**TASK**
Retype the opening lines of the data exactly, stopping after the line that contains "like [69, 143].". Skip every picture.

Top of AVAILABLE DATA

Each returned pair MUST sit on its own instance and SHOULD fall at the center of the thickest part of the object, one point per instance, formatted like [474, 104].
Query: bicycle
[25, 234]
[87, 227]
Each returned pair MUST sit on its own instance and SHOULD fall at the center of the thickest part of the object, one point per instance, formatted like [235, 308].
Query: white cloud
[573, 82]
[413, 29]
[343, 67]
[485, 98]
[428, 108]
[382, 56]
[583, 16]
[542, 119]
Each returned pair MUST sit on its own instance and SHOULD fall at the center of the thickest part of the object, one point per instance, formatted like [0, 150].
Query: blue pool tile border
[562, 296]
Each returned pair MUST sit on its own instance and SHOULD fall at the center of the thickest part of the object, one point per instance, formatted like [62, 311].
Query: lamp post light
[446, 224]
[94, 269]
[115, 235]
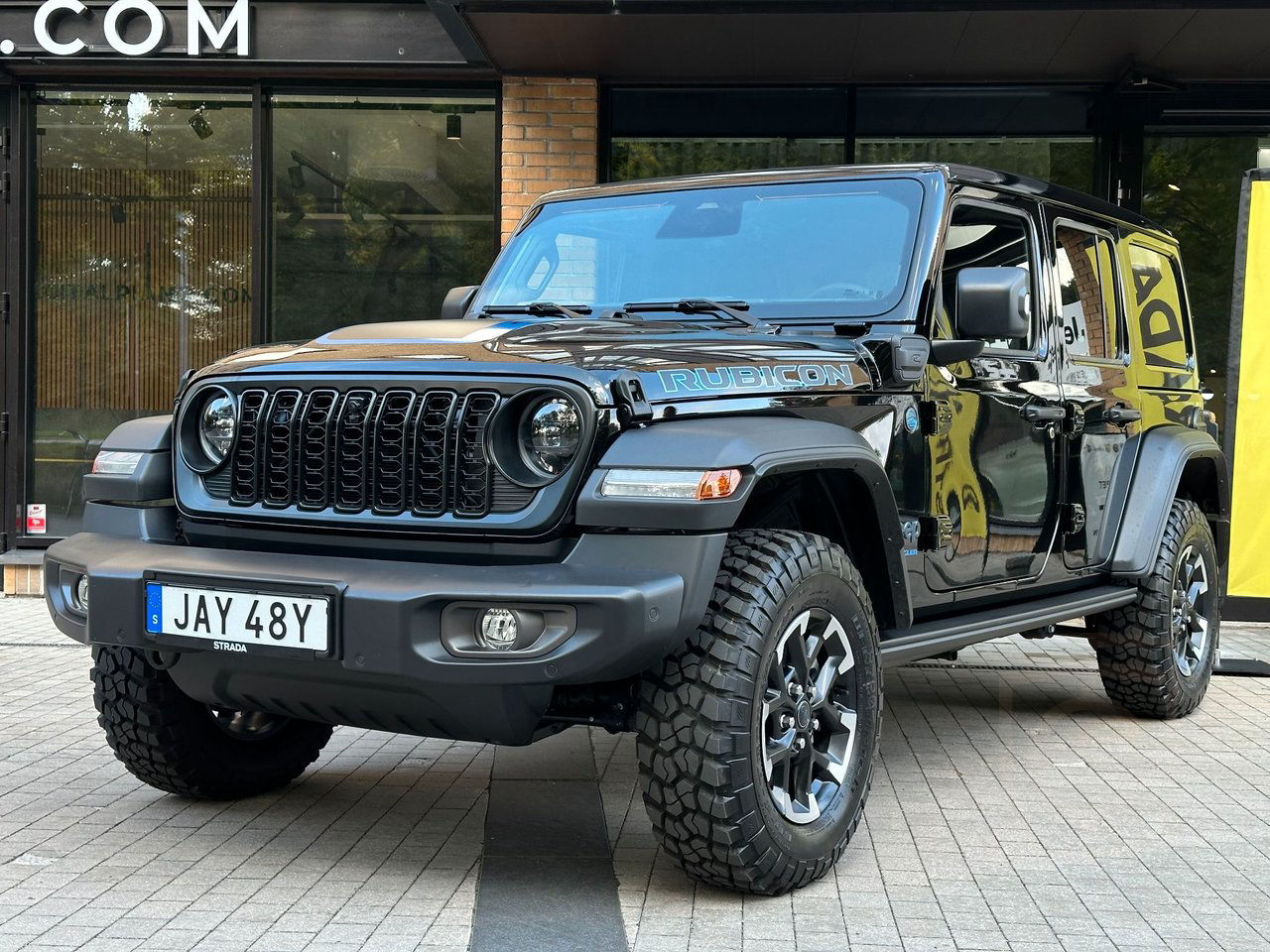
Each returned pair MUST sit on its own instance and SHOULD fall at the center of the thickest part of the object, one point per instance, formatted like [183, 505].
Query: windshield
[797, 250]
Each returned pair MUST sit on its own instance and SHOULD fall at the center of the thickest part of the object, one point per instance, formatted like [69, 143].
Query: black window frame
[1120, 326]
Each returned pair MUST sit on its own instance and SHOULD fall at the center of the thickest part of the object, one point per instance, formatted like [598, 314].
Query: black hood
[674, 359]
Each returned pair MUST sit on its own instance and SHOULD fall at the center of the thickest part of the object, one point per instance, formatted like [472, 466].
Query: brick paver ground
[1012, 809]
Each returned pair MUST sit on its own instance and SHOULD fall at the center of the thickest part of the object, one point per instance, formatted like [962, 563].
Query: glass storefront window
[659, 158]
[1191, 184]
[1065, 160]
[380, 206]
[143, 267]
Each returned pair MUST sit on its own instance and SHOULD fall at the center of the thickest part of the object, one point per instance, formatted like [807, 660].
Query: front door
[1102, 407]
[994, 421]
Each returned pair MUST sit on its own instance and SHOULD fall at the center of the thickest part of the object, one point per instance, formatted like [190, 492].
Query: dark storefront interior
[144, 262]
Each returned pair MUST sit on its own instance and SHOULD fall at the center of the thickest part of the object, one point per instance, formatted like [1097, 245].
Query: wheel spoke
[841, 720]
[825, 682]
[801, 658]
[808, 720]
[829, 766]
[779, 749]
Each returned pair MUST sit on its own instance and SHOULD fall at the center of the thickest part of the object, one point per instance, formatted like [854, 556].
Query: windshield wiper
[702, 304]
[538, 307]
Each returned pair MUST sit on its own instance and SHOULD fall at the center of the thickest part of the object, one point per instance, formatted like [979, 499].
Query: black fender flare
[757, 445]
[1164, 454]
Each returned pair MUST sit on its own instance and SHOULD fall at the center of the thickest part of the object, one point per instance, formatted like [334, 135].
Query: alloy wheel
[810, 716]
[1189, 611]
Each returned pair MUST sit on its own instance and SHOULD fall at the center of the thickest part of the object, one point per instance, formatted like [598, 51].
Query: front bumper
[635, 598]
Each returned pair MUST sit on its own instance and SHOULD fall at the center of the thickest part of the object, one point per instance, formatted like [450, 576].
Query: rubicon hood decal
[674, 359]
[789, 376]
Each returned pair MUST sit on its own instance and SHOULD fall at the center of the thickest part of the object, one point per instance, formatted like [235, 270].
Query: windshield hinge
[633, 407]
[1075, 422]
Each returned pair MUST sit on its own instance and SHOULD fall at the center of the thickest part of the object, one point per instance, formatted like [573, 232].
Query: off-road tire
[697, 722]
[1135, 644]
[172, 742]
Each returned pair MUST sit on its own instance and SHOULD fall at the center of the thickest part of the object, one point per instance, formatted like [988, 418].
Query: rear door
[1101, 400]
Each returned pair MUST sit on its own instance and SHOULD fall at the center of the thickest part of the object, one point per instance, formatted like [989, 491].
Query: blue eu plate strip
[154, 608]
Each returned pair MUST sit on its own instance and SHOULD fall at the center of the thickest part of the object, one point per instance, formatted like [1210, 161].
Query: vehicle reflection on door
[992, 471]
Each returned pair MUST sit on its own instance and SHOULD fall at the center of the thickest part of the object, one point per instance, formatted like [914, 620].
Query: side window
[1086, 293]
[984, 238]
[1160, 308]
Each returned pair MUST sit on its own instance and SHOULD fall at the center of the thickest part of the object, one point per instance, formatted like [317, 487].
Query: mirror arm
[948, 352]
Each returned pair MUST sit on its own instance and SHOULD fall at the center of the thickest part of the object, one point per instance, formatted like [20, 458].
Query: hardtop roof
[951, 172]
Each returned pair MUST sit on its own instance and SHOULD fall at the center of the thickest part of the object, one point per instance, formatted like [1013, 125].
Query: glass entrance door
[143, 270]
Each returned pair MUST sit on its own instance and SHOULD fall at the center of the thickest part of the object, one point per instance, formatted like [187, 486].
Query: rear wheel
[180, 746]
[756, 739]
[1156, 654]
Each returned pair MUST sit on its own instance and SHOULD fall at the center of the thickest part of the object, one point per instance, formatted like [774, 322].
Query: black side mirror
[993, 303]
[457, 301]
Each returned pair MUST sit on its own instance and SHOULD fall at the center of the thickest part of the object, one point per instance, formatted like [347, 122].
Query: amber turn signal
[717, 484]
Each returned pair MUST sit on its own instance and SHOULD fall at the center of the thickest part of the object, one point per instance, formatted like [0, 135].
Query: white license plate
[239, 617]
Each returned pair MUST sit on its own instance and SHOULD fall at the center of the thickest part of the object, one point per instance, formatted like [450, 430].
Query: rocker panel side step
[930, 639]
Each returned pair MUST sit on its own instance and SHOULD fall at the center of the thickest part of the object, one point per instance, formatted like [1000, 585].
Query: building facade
[182, 179]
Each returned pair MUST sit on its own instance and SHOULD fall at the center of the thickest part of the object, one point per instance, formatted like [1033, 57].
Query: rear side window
[1087, 293]
[1160, 309]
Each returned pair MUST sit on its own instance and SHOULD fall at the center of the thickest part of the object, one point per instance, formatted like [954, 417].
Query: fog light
[498, 630]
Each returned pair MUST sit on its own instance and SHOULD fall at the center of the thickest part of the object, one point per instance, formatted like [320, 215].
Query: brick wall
[23, 580]
[1079, 246]
[549, 140]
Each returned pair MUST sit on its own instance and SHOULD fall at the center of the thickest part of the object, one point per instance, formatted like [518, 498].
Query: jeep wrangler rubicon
[698, 460]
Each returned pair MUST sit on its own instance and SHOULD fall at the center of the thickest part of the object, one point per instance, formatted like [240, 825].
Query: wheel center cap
[803, 715]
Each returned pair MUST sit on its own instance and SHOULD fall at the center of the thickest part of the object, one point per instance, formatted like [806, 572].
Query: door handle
[1044, 414]
[1120, 416]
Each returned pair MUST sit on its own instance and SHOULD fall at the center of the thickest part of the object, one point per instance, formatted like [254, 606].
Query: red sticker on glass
[37, 520]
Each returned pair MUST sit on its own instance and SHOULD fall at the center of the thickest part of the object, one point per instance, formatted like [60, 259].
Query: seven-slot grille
[359, 451]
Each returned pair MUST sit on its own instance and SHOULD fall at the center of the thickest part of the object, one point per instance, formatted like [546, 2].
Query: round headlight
[552, 434]
[217, 422]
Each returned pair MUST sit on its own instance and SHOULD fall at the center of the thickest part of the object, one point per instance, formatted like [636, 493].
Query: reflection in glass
[380, 206]
[1191, 184]
[1065, 160]
[659, 158]
[143, 266]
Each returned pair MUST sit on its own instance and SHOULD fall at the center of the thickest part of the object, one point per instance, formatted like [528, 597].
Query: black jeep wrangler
[698, 460]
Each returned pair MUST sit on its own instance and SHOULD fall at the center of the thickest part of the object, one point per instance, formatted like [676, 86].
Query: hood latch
[633, 407]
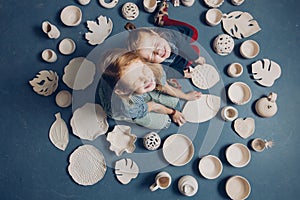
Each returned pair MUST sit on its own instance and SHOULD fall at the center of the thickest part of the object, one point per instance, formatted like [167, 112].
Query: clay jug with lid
[266, 106]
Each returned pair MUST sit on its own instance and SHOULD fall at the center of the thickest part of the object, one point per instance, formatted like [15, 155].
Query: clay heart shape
[244, 127]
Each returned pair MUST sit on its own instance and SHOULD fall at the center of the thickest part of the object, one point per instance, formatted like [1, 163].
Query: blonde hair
[118, 66]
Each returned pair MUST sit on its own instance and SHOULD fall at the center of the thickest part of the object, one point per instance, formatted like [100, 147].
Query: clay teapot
[266, 106]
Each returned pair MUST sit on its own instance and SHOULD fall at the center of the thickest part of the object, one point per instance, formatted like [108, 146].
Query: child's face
[154, 48]
[138, 78]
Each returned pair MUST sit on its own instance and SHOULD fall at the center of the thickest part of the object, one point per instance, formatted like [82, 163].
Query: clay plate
[238, 155]
[210, 167]
[238, 187]
[178, 149]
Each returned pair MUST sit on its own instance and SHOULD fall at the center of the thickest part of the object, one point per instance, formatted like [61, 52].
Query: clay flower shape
[121, 140]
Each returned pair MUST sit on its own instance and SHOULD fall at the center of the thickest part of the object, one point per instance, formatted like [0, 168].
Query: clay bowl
[71, 15]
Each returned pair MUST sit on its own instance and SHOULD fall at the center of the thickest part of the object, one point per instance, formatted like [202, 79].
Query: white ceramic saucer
[178, 149]
[238, 187]
[210, 167]
[238, 155]
[249, 49]
[239, 93]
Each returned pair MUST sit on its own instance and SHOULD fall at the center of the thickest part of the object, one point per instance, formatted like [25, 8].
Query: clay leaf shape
[244, 127]
[125, 170]
[59, 134]
[240, 24]
[45, 83]
[98, 32]
[265, 72]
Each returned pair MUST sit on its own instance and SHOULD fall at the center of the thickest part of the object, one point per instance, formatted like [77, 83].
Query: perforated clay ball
[152, 141]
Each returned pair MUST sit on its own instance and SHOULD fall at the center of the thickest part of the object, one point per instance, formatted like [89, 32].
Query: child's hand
[200, 60]
[193, 95]
[178, 118]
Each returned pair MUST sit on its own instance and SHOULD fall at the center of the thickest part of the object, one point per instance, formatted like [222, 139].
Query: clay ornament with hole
[240, 24]
[71, 15]
[244, 127]
[126, 170]
[266, 106]
[45, 83]
[202, 109]
[51, 30]
[265, 72]
[121, 139]
[98, 31]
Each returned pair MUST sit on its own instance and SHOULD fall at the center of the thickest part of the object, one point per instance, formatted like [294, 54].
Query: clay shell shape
[239, 93]
[98, 32]
[249, 49]
[89, 121]
[121, 140]
[71, 15]
[235, 70]
[210, 167]
[238, 155]
[59, 134]
[178, 149]
[126, 170]
[238, 188]
[87, 165]
[67, 46]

Bottom of AVAILABLE DATA

**SOLUTION**
Each returned pair MUST sit on its own instance and SHOULD fall at the center of the thickest part of the object, one point per instance, formatted like [474, 104].
Query: bicycle
[25, 234]
[87, 227]
Each returned pair MUST sit on its own instance and SHOULD fall at the center of the thickest part of the object, one point per instance, formatted like [235, 308].
Query: white cloud
[573, 82]
[413, 29]
[343, 67]
[485, 98]
[428, 108]
[382, 56]
[583, 16]
[542, 119]
Each returned pair MUST sit on its own instance and SHOULD fall at the center of the thickest part of the object, one point per instance, formatted like [0, 150].
Query: blue pool tile border
[562, 296]
Each returned pair MUST sit on its own instance and SHOULD fall at the center of the thickest part of the object, one point per instance, formatted like [62, 311].
Query: lamp post light
[446, 224]
[94, 269]
[115, 235]
Each returned pair MUST sit on its own instance and SHOULD fall at the center of the thickest part of the object, one point per instance, formatted like [183, 505].
Query: windshield
[797, 250]
Each returned pair MUST sit on its own instance and SHOULD fall at the center of the thickest part of the object, one point per instance, formatted like [69, 143].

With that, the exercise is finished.